======== Supplied text
Some argument could be made for narrowly focused sanctions to prevent Iran from getting nuclear bomb-making material and technology — that is, to prevent aforementioned “dangerous” behavior. But international and bilateral sanctions have long gone way beyond that, already affecting the energy sector, officials of the Revolutionary Guards who now have great influence over the Iranian regime, etc.

History shows that such negative sanctions can occasionally have an effect on the target country, but only if the desired change in the target’s behavior is modest. In other words, for the target to change, the benefits of its unacceptable behavior have to be modest when compared to the high cost of sanctions.

Even then, future relations with the target may be soured by using negative means to get the “win.”

The current sanctions on Iran, however, are not attempting limited objectives. Getting a country in a “bad neighborhood” — that is, where Iran’s potentially hostile adversaries either already have atomic weapons (Israel) or are nuclear aspirants (some Arab nations) — to give up its nuclear program is a tall order.

Nations do not usually buckle to sanctions when they believe their national security, or even survival, is at stake. The only objectives more challenging for sanctions would be regime overthrow or other fundamental changes to Iran’s political system.

If sanctions can only potentially achieve modest goals at best, why do nations continue to use them with such frequency — especially the U.S. superpower, which is by far the biggest practitioner of this peculiar “isolationism” (attempting to isolate other countries, while itself intervening in other countries’ affairs all over the world)?

The answer is international and domestic symbolism. When military options are too harsh or counterproductive (as in the case of Iran) and diplomatic negotiation is perceived as too weak or as appeasement, governments need to show international observers and domestic constituencies how tough they are and that they are “doing something” about the target’s unacceptable behavior.

In this limited sense, sanctions are usually successful in making a political statement.

But of course, that statement may very well be counterproductive to changing target behavior. When coerced, everyone from children to the leaders and populations of countries naturally resist, if nothing else out of pride.

This is called the “rally around the flag” effect. The phenomenon happens when a country is under attack militarily, economically, or even symbolically, and it usually makes the target and its population push back harder.

And let’s not kid ourselves: Western sanctions against Iran are not just designed to get rid of its nuclear program, but to undermine an admittedly odious regime. But external pressure, which is even more unlikely to achieve this yet more ambitious goal, would probably strengthen the autocrats in Tehran.

In the long term, getting Western ideas into Iran through more trade and investment will do more to undermine the regime than punitive sanctions.
But what do we do about Iran’s nuclear program, which is a source of pride across Iranian society?

Some Western sources have said that the United States has offered to recognize Iran’s right to enrich uranium in exchange for turning over 3,000 kg of low-enriched uranium to Russia.

Although Iran may not consider Western validation of its existing right under the Nuclear Non-Proliferation Treaty to peacefully enrich uranium as much of a concession, such positive incentives by the West may have more chance of success than negative policies of isolating Tehran.

Even such positive incentives may not work to persuade an Iran fearful of Israeli, Arab, or U.S. attack to give up working on the ultimate deterrent to such threats, but it’s worth a try and has a greater chance of working than punitive pressure.

Ivan Eland is Director of the Center on Peace & Liberty at The Independent Institute. Dr. Eland has spent 15 years working for Congress on national security issues, including stints as an investigator for the House Foreign Affairs Committee and Principal Defense Analyst at the Congressional Budget Office. His books include The Empire Has No Clothes: U.S. Foreign Policy Exposed, and Putting “Defense” Back into U.S. Defense Policy.
================
Problem details: Repeat word for word the part of the sanctions-on-Iran piece starting with "But what do" and going on through "of isolating Tehran.".
======== Extracted records
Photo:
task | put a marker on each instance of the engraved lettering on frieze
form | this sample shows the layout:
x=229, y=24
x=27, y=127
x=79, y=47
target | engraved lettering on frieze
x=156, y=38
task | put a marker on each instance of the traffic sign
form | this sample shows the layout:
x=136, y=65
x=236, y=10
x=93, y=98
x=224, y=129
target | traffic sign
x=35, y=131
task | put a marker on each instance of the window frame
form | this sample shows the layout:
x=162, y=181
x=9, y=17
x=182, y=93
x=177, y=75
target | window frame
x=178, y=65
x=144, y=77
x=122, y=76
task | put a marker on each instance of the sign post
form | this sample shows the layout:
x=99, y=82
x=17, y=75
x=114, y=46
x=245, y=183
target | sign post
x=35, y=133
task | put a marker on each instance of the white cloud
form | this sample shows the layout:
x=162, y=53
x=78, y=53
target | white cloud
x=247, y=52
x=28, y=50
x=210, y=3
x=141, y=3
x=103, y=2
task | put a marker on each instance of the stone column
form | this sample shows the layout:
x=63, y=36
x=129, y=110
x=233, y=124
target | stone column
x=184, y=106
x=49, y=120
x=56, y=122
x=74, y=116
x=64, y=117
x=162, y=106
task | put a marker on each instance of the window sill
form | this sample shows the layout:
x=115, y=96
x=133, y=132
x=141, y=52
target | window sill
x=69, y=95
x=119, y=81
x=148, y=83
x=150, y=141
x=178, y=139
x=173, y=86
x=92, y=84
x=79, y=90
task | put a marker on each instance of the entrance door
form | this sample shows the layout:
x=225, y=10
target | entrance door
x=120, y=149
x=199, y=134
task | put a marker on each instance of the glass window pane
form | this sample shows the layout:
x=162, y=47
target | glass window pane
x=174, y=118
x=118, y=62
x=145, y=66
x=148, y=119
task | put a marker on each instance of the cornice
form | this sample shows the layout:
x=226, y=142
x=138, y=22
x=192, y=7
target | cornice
================
Answer to the exercise:
But what do we do about Iran’s nuclear program, which is a source of pride across Iranian society?

Some Western sources have said that the United States has offered to recognize Iran’s right to enrich uranium in exchange for turning over 3,000 kg of low-enriched uranium to Russia.

Although Iran may not consider Western validation of its existing right under the Nuclear Non-Proliferation Treaty to peacefully enrich uranium as much of a concession, such positive incentives by the West may have more chance of success than negative policies of isolating Tehran.